The input START

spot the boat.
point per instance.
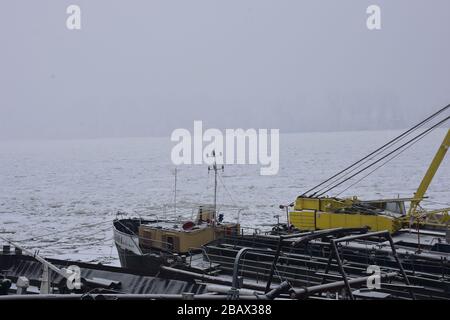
(146, 244)
(410, 241)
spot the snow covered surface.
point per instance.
(60, 196)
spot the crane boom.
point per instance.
(434, 166)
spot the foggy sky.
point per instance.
(144, 68)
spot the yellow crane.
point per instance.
(416, 213)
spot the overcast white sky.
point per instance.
(142, 68)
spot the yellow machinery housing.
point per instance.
(329, 213)
(318, 213)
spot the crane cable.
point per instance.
(396, 139)
(384, 163)
(385, 156)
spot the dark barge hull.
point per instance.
(14, 265)
(306, 264)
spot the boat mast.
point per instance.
(215, 168)
(175, 194)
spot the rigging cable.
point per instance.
(378, 150)
(377, 161)
(384, 163)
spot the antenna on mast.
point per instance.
(175, 192)
(215, 167)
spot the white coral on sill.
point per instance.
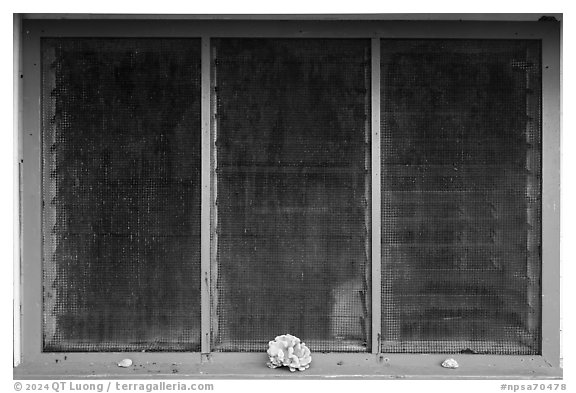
(287, 350)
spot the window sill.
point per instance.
(253, 366)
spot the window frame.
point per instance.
(31, 362)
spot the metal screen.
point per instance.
(121, 194)
(291, 125)
(461, 194)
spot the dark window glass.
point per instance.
(121, 148)
(292, 126)
(461, 175)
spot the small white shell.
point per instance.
(450, 363)
(125, 363)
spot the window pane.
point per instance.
(461, 196)
(291, 125)
(121, 127)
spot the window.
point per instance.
(381, 189)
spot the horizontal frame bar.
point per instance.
(253, 365)
(285, 29)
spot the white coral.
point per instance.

The input END

Your objective:
Skip the pictures, then retype every line above exactly.

Task solution:
spot the boat.
point per instance.
(146, 244)
(410, 241)
spot the snow covered surface.
point per instance.
(60, 196)
spot the crane boom.
point per instance.
(434, 166)
spot the foggy sky.
point per instance.
(144, 68)
spot the yellow crane.
point per instance.
(416, 213)
spot the overcast white sky.
point per instance.
(142, 68)
spot the yellow machinery housing.
point per instance.
(329, 213)
(318, 213)
spot the crane cable.
point per instance.
(396, 139)
(384, 163)
(385, 156)
spot the dark barge hull.
point per instance.
(14, 265)
(306, 264)
spot the boat mast.
point per instance.
(215, 168)
(175, 194)
spot the rigging cable.
point per instance.
(378, 150)
(377, 161)
(384, 163)
spot the antenna on mast.
point per instance.
(175, 192)
(215, 167)
spot the white coral on sill.
point per instance.
(287, 350)
spot the window sill.
point per instance.
(253, 366)
spot the window frame.
point per instance.
(31, 362)
spot the metal screen.
point per instance.
(121, 194)
(291, 125)
(461, 194)
spot the dark window glass.
point per instance.
(121, 148)
(292, 126)
(461, 175)
spot the small white shell.
point per instance.
(450, 363)
(125, 363)
spot the window pane.
point per instance.
(461, 196)
(291, 125)
(121, 127)
spot the window.
point per instance.
(381, 189)
spot the horizontal frame bar.
point per instance.
(253, 365)
(285, 29)
spot the white coral.
point per instance.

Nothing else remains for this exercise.